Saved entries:
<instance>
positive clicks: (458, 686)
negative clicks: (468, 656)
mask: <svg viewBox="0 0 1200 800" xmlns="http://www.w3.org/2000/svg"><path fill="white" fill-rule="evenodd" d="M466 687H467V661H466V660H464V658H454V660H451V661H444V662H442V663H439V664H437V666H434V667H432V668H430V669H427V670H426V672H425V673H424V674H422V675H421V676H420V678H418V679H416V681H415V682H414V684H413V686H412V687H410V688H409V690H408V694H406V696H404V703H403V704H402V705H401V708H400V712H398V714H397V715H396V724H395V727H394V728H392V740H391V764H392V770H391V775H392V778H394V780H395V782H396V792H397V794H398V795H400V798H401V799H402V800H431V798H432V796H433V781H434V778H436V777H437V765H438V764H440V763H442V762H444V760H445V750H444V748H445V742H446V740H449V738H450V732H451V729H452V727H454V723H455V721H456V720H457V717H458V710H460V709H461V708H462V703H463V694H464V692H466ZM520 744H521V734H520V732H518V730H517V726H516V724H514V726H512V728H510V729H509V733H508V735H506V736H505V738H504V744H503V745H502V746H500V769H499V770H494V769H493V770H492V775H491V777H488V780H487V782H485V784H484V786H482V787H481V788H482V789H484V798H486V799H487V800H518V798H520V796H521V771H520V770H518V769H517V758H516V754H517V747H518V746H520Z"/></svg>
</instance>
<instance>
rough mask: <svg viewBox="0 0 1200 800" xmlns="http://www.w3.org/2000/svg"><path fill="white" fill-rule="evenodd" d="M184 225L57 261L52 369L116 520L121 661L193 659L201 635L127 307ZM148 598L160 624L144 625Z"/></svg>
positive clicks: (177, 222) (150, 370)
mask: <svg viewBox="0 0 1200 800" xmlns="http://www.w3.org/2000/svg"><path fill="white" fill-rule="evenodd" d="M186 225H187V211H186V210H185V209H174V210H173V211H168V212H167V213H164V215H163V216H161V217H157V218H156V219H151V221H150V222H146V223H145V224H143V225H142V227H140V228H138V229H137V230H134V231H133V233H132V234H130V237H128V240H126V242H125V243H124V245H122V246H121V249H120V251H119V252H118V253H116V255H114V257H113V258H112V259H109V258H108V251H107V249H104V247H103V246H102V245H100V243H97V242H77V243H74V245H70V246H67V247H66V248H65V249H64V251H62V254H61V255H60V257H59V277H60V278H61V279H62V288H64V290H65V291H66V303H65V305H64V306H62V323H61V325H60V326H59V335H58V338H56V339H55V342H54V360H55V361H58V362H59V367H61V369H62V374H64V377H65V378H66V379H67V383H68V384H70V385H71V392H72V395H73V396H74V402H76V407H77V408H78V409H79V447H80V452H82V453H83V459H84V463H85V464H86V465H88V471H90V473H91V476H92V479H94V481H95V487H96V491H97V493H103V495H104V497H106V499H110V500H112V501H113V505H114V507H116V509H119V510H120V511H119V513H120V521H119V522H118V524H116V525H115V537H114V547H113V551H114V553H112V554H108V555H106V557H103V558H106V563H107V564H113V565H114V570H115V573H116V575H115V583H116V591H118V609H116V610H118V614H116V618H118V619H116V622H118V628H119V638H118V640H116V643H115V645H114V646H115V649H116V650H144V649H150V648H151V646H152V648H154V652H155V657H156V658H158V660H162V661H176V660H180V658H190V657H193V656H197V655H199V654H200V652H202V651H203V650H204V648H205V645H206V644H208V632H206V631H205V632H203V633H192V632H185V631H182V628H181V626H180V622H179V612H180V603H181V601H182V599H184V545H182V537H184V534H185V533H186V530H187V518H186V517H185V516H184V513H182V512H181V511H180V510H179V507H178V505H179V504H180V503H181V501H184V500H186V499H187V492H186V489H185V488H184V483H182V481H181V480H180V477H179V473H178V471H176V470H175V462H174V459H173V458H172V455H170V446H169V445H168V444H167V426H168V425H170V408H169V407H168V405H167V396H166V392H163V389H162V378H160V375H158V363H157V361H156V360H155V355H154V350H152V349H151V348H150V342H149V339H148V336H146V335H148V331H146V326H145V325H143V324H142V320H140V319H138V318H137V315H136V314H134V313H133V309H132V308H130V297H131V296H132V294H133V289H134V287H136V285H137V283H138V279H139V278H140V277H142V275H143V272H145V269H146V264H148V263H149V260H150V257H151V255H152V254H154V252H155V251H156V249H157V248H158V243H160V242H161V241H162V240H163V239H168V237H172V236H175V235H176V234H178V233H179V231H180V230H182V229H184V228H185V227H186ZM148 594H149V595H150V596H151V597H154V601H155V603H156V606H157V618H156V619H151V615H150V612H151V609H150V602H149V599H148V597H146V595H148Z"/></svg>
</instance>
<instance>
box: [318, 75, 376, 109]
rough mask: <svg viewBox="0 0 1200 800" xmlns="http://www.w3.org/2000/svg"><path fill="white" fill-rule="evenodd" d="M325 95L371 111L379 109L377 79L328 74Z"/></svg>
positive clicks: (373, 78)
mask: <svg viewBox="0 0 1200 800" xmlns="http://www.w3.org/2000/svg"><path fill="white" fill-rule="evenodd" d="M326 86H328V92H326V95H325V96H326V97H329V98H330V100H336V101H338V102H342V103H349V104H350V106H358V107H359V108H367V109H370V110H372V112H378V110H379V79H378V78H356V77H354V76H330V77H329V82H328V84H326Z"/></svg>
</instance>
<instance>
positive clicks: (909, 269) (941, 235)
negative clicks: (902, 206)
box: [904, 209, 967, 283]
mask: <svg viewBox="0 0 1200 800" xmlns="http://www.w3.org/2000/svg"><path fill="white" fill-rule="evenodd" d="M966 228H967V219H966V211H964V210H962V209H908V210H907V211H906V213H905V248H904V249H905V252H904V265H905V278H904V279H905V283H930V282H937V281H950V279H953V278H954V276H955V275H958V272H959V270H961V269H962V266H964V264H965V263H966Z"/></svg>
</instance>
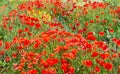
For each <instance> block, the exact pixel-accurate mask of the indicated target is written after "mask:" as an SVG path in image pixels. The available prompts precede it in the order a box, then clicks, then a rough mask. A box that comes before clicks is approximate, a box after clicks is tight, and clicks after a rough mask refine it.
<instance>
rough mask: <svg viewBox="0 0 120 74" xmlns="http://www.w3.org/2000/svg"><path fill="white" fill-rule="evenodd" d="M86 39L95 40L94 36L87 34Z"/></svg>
mask: <svg viewBox="0 0 120 74" xmlns="http://www.w3.org/2000/svg"><path fill="white" fill-rule="evenodd" d="M87 39H88V40H93V41H94V40H96V37H95V36H93V35H88V36H87Z"/></svg>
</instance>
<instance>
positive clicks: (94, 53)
mask: <svg viewBox="0 0 120 74" xmlns="http://www.w3.org/2000/svg"><path fill="white" fill-rule="evenodd" d="M98 54H99V53H98V52H93V53H92V55H91V57H97V56H98Z"/></svg>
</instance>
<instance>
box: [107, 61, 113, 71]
mask: <svg viewBox="0 0 120 74" xmlns="http://www.w3.org/2000/svg"><path fill="white" fill-rule="evenodd" d="M105 68H106V69H107V70H109V71H110V70H112V68H113V64H111V63H105Z"/></svg>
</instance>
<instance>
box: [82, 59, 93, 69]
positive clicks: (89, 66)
mask: <svg viewBox="0 0 120 74" xmlns="http://www.w3.org/2000/svg"><path fill="white" fill-rule="evenodd" d="M83 65H85V66H86V67H88V68H89V67H91V66H92V61H91V60H85V61H83Z"/></svg>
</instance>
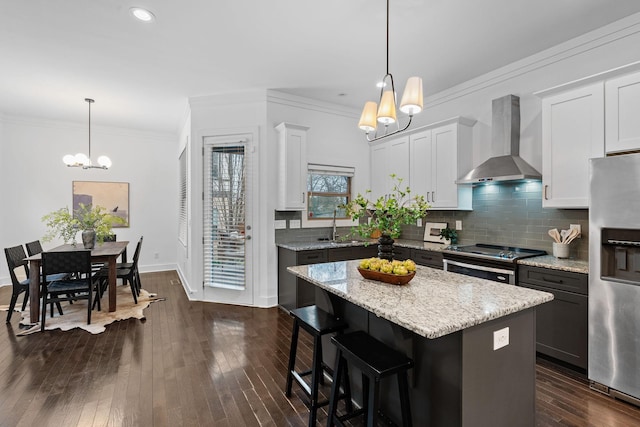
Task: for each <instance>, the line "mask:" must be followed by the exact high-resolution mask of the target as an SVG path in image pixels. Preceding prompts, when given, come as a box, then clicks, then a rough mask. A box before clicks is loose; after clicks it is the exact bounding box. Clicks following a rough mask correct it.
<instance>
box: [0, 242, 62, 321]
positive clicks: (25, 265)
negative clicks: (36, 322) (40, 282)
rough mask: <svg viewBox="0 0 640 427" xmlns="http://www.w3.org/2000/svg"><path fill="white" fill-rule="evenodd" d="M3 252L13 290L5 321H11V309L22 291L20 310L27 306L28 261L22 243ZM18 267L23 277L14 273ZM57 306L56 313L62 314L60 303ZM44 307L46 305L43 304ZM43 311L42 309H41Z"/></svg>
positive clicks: (28, 262)
mask: <svg viewBox="0 0 640 427" xmlns="http://www.w3.org/2000/svg"><path fill="white" fill-rule="evenodd" d="M4 254H5V256H6V258H7V267H9V276H11V284H12V286H13V290H12V292H11V302H10V303H9V312H8V313H7V322H10V321H11V315H12V314H13V310H14V308H15V307H16V302H17V301H18V296H20V294H21V293H23V292H24V299H23V301H22V311H24V309H25V307H26V306H27V301H28V300H29V277H30V271H29V261H27V260H26V259H25V258H27V254H25V253H24V248H23V247H22V245H18V246H13V247H11V248H5V249H4ZM20 267H22V268H23V271H24V279H22V280H21V279H18V275H17V274H16V270H18V271H19V270H20ZM56 305H57V307H58V313H60V314H62V307H61V306H60V303H57V304H56ZM44 307H46V305H45V306H44ZM43 311H44V309H43ZM51 312H52V313H53V305H51Z"/></svg>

**Problem to solve:** Rewrite the data from its start through the line containing "negative clicks: (468, 656)", swapping "clicks" for "points" and changing nothing else.

**Result:**
<instance>
positive points: (458, 686)
negative points: (468, 656)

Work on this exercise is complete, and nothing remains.